→ **What you have to do**
What lines in the material hold the string "Target"? Return every one of them.

→ **Data shown**
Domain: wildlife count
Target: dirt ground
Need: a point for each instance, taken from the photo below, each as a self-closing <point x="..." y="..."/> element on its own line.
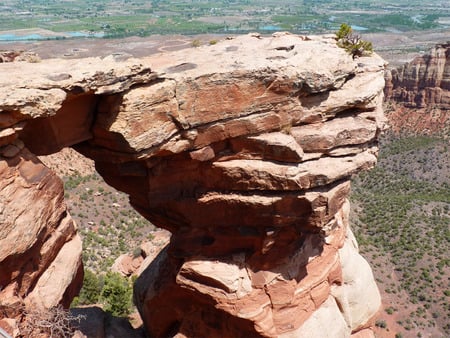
<point x="396" y="48"/>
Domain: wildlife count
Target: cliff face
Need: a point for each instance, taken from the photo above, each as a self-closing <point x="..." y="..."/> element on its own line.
<point x="419" y="92"/>
<point x="243" y="150"/>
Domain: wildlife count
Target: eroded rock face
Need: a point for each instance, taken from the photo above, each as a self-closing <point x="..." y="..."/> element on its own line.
<point x="40" y="251"/>
<point x="244" y="151"/>
<point x="419" y="93"/>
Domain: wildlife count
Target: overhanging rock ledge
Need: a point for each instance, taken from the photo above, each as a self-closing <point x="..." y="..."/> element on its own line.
<point x="244" y="150"/>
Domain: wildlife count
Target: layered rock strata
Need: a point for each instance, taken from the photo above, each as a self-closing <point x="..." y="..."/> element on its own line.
<point x="419" y="93"/>
<point x="244" y="151"/>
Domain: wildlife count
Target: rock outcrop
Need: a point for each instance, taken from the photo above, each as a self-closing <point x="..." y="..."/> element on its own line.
<point x="419" y="93"/>
<point x="243" y="151"/>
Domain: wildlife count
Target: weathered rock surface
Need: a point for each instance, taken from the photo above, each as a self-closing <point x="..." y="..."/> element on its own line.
<point x="419" y="93"/>
<point x="244" y="151"/>
<point x="40" y="252"/>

→ **Result**
Target: dirt ground
Target: cliff face
Target: eroded rock face
Target: overhanging rock ledge
Target: layered rock strata
Target: rock outcrop
Target: weathered rock surface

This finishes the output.